-------- Data to use --------

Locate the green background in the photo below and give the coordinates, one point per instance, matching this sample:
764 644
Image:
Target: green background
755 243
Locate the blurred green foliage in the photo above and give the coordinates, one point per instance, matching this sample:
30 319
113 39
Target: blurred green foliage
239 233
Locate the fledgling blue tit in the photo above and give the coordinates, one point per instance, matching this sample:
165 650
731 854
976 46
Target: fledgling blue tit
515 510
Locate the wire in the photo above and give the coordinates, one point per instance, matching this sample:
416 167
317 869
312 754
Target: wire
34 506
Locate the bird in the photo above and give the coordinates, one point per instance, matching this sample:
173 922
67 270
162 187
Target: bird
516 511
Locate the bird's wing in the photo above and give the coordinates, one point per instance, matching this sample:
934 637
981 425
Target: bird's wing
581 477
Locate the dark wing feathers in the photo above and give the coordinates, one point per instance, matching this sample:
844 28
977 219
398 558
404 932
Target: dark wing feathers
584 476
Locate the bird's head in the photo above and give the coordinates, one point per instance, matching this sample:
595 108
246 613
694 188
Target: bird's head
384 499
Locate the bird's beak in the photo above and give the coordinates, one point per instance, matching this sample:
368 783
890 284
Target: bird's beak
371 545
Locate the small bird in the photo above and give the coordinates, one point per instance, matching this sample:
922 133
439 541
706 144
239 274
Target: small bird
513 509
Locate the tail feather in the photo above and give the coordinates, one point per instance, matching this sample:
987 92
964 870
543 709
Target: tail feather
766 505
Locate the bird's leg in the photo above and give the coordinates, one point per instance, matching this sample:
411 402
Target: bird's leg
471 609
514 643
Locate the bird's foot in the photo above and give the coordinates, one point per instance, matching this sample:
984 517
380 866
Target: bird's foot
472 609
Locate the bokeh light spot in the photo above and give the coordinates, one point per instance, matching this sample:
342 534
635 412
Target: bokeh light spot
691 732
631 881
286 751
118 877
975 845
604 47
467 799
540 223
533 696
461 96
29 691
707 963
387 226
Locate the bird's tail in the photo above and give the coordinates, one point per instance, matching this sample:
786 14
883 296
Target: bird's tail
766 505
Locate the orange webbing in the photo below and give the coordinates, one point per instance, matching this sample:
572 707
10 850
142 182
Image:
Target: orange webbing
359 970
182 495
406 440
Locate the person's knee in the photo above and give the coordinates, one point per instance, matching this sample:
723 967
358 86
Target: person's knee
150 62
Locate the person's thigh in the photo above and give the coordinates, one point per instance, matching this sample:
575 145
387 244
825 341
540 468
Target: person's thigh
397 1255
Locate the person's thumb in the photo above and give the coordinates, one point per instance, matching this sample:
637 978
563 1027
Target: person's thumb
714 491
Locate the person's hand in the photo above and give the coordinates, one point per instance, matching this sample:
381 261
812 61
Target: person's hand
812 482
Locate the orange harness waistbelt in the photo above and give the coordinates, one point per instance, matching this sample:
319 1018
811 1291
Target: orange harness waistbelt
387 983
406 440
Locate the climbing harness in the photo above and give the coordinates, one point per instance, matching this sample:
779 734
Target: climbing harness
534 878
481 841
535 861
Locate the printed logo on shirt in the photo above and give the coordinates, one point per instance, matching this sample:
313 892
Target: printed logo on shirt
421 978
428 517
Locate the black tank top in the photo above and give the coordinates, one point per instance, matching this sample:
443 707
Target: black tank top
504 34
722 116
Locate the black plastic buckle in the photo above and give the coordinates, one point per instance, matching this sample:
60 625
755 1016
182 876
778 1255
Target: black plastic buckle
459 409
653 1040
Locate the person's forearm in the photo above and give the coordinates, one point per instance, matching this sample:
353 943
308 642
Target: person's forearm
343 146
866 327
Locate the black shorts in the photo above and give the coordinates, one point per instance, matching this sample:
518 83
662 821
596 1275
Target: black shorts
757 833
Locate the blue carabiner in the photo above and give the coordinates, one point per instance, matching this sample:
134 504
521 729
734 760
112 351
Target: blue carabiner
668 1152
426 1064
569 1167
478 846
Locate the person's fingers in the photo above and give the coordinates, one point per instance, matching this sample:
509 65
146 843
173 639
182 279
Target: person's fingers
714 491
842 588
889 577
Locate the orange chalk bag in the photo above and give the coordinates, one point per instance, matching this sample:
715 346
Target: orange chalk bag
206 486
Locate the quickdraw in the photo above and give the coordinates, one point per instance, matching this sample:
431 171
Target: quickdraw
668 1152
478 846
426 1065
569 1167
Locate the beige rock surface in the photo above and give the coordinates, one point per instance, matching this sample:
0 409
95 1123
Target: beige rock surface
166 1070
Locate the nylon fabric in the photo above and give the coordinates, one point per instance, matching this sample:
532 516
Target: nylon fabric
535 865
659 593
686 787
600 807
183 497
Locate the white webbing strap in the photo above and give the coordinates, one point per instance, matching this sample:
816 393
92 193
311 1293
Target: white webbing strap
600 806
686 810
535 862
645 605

--------

From the line containing "Locate the orange chalk" through the final line of the listing above, retype every line exactly; leave out everything else.

Output for this task
Locate the orange chalk bag in the photo above and give the coordinates, one point per instance, matching this sample:
715 346
Target: orange chalk bag
206 486
Locate the quickdraw in the photo above and give the coordinates, one point per instance, matching this sample:
431 171
Target: quickdraw
668 1152
478 846
426 1065
569 1167
Locate the beige rock surface in the photo above and give the coordinates, one point per instance, matching this sample:
0 409
95 1123
Target: beige rock surface
166 1070
Locate the nylon fabric in the photo above and give the coordinates, one point per instance, matching this sample:
532 516
Target: nylon fabric
535 865
659 593
686 787
600 807
183 497
Locate the white webbing strap in the photo above and give the coordinates, one point per instance, matching this sample:
816 393
92 193
311 1293
Target: white webbing strap
600 806
686 810
535 862
645 605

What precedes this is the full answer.